(Beginning of Supplied passage)

Gunman Opens Fire At Louisiana Theater, Kills 3, Injures 7

A lone gunman opened fire inside a crowded movie theater in Lafayette, Louisiana, on Thursday evening, killing two people and injuring seven others before taking his own life, police said.

The gunfire erupted during a 7 p.m. CDT (0000 GMT) showing of the film "Trainwreck" and took place almost three years to the day after a massacre at a cinema in Aurora, Colorado, that killed 12 people.

Lafayette Police Chief Jim Craft said two people died in the hail of bullets before the 59-year-old gunman killed himself with a handgun as officers responded to the scene shortly after 7:30 p.m.

Seven people suffered injuries ranging from non life-threatening to critical, Craft said. Authorities described the gunman, John R. Houser, as a drifter from Alabama who staying at a local motel. 

Before purchasing a ticket for the show, Houser parked his blue Lincoln Continental, having switched its license plates, near the theater's exit and stashed a set of keys on the tire in what police said appeared to be preparations for a quick getaway. Disguises including wigs and glasses were later uncovered in his motel room.

"It is apparent that he was intent on shooting and escaping," Lafayette Police Chief Jim Craft said.

Houser, who police said came from Phenix City, Alabama, never made it back to his car, instead shooting himself as police swarmed the Grand 16 Theater, a multiplex located along main thoroughfare in Lafayette. 

But investigators offered no immediate motive and the gunman's body remained inside the theater several hours later. 

Witness Katie Domingue told the local Advertiser newspaper that the gunman stood up in the theater and began shooting about 20 minutes into the movie.

"He wasn't saying anything. I didn't hear anybody screaming either," Domingue said.

Keifer Sanders told CNN that some 100 people were in the theater when the gunman opened fire.

Police said they did not know why the suspect launched the attack in Lafayette, roughly 55 miles (90 km) southwest of Baton Rouge.

"Certainly it exists out there that we may not find a motive but that's not our goal right now," Colonel Mike Edmonson of the Louisiana State Police told reporters.

(End of Supplied passage)
(Beginning of Extracted data)

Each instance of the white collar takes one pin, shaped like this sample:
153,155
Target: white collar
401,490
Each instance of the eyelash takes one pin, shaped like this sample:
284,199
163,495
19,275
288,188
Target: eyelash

(End of Extracted data)

* [Problems to work on]:
A - According to the report on the Lafayette theater shooting, what was found in the gunman's motel room?
B - Write a continuation of the report on the Lafayette theater shooting, starting after its last sentence.

* [Answers]:
A - Disguises, including wigs and glasses.

B -
Republican Louisiana Governor Bobby Jindal traveled to Lafayette in the wake of the shooting. 

"As governor, as a father and as a husband, whenever we hear about these senseless acts of violence it makes us both furious and sad at the same time," he said at a briefing.

The shooting came three years after a gunman opened fire at a movie theatre in Aurora, Colorado, during a screening of the Batman film, "The Dark Knight Rises", killing 12 people and wounding 70 others.

Former graduate student James Holmes was convicted last week on 165 counts of murder, attempted murder and explosives in the July 20, 2012, rampage.

Jurors in that case were trying to determine if Holmes should face the death penalty or life in prison during a penalty phase of that case.

The United States has witnessed several mass shootings in the last two months.

A gunman is accused of a racially motivated shooting at a black church in South Carolina that killed nine church members in June. More recently, a gunman attacked military offices in Tennessee last week, killing five U.S. servicemen.

Jindal said he had ordered National Guard members at offices and other facilities to be armed in the wake of the Tennessee attack.

In a BBC interview excerpt that aired on Thursday before the shooting, U.S. President Barack Obama said his biggest frustration was the failure to pass "common-sense gun safety laws" in the United States.